** Begin Text block **

A leaked presentation on its "master plan" and its abysmal earnings report only confirm that AOL needs a new way.
By Dan Mitchell, contributor
Ken Auletta's profile in The New Yorker of AOL CEO Tim Armstrong last month was a grim assessment the company's prospects and a scathing indictment of the quality of AOL's content -- much of which, Auletta wrote, is "piffle." The company, he seemed to conclude, is more likely than not to "crash." AOL's earnings report released Wednesday morning didn't do much to belie that conclusion.
On Tuesday, the Web site Business Insider published a leaked copy of the company's "master plan" to turn things around. Called "The AOL Way," the 58-slide presentation supports both of Auletta's claims: that the company seems to care far more about appealing to search engines than it cares about appealing to readers, and that it is desperate. So desperate that it's instructing editorial managers to increase traffic by eye-popping amounts in a very short period of time.

** End Text block **
** Begin Extracted entries **

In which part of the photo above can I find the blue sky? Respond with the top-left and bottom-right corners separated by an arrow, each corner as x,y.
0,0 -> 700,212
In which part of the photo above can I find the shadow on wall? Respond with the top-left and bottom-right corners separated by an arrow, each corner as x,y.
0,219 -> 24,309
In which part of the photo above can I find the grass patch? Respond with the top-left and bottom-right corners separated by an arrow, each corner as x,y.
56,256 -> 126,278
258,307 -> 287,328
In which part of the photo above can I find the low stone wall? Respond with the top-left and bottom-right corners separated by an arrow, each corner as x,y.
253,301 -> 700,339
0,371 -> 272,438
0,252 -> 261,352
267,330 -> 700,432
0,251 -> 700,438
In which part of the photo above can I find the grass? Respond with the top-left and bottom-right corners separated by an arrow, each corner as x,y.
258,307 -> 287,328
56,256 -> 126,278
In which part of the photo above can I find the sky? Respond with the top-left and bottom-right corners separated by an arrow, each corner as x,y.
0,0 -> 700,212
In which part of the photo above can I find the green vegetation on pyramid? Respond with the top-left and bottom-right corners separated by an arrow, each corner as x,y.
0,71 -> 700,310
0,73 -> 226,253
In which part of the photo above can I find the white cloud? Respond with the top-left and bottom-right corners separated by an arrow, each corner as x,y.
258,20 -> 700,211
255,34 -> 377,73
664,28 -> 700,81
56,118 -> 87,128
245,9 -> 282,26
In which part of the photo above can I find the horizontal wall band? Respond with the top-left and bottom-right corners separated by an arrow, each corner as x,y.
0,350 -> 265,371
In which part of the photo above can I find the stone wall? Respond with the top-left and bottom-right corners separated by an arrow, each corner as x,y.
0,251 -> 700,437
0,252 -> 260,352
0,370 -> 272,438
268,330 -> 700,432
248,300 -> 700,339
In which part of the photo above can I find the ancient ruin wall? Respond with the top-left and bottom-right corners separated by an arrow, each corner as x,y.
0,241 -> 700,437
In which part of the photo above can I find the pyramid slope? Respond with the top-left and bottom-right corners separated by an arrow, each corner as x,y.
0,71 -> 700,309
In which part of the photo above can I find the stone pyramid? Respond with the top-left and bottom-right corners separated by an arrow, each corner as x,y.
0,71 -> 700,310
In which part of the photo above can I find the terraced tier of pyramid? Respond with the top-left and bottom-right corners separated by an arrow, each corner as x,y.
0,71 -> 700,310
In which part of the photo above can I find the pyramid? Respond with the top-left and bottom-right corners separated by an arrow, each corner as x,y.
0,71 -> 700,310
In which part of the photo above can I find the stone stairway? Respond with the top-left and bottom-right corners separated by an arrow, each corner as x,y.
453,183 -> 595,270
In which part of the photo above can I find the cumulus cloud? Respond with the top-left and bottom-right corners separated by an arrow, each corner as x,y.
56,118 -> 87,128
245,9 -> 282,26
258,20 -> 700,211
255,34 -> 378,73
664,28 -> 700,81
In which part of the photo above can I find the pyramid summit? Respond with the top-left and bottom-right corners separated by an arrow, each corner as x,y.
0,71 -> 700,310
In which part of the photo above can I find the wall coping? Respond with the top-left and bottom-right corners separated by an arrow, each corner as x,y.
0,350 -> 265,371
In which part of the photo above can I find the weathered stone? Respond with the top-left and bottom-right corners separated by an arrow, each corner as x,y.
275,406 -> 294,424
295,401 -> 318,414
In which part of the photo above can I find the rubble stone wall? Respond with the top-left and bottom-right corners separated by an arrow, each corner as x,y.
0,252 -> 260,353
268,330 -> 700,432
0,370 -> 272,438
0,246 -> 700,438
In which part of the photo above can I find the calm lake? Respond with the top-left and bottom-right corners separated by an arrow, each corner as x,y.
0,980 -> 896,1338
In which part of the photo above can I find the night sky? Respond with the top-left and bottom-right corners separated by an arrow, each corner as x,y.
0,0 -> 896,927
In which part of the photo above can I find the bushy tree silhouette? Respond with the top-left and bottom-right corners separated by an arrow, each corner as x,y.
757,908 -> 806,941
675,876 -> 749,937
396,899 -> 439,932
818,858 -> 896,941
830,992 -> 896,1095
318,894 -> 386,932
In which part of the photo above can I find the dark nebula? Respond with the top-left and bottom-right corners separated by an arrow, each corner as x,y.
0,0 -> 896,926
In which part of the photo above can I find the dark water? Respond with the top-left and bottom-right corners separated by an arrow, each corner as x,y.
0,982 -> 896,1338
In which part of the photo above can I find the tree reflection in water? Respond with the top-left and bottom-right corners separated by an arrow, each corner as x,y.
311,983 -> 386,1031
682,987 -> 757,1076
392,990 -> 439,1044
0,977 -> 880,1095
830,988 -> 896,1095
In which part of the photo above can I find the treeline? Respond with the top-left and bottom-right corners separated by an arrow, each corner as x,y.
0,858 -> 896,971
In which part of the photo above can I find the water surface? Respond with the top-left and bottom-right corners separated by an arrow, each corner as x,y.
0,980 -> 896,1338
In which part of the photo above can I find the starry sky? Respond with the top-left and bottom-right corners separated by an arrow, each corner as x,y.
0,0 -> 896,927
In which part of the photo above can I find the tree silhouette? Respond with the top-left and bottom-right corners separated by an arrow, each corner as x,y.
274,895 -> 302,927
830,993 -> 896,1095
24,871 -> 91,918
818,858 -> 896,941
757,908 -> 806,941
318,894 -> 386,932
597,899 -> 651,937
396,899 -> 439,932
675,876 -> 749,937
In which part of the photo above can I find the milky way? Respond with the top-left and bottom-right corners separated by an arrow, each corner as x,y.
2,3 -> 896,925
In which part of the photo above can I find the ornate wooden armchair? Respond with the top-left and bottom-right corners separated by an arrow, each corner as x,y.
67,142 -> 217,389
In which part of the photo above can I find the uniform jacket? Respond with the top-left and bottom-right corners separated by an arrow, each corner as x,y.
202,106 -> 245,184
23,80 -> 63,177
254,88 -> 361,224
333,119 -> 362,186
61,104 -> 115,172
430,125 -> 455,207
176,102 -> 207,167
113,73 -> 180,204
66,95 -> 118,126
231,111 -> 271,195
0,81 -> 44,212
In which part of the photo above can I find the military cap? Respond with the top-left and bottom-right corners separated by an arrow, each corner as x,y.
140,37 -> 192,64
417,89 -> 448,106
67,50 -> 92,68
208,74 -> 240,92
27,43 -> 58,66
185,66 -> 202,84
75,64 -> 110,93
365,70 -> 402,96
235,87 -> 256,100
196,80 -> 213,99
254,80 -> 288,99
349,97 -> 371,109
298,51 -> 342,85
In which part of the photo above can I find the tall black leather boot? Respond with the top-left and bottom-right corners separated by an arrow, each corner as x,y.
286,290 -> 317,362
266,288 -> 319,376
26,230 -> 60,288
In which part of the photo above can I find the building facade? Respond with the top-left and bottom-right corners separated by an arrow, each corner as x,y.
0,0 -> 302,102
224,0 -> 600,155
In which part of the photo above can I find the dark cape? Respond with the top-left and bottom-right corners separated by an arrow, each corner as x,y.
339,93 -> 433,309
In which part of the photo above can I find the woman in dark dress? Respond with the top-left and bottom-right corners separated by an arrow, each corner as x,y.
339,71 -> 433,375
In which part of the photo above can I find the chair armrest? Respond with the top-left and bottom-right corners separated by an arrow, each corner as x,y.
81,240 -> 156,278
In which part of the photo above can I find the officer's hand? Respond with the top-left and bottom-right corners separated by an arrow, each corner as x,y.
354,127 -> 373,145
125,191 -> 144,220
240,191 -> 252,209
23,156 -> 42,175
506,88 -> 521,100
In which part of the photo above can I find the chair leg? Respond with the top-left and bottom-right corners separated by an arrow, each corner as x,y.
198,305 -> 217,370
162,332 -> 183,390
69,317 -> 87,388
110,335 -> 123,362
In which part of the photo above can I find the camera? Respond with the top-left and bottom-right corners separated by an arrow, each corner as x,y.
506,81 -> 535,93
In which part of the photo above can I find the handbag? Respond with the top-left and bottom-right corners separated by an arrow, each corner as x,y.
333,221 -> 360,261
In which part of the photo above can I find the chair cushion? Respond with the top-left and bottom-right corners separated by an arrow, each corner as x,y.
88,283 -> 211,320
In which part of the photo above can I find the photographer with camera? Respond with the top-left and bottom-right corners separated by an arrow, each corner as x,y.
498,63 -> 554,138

** End Extracted entries **

*Problems and tasks*:
1. Using the AOL article, decide whether each statement agrees with it. Answer yes or no, and quote the deciding words.
(a) Ken Auletta wrote the New Yorker profile of Tim Armstrong.
(b) The New Yorker published the leaked presentation.
(c) The presentation contains 58 slides.
2. Answer these questions from the AOL article.
(a) What word did Auletta use for much of AOL's content?
(b) When was AOL's earnings report released?
(c) What is the leaked presentation called?

*Expected results*:
1.
(a) Yes: "Ken Auletta's profile in The New Yorker of AOL CEO Tim Armstrong"
(b) No: "the Web site Business Insider published a leaked copy of the company's "master plan""
(c) Yes: "the 58-slide presentation"

2.
(a) "Piffle"
(b) Wednesday morning
(c) "The AOL Way"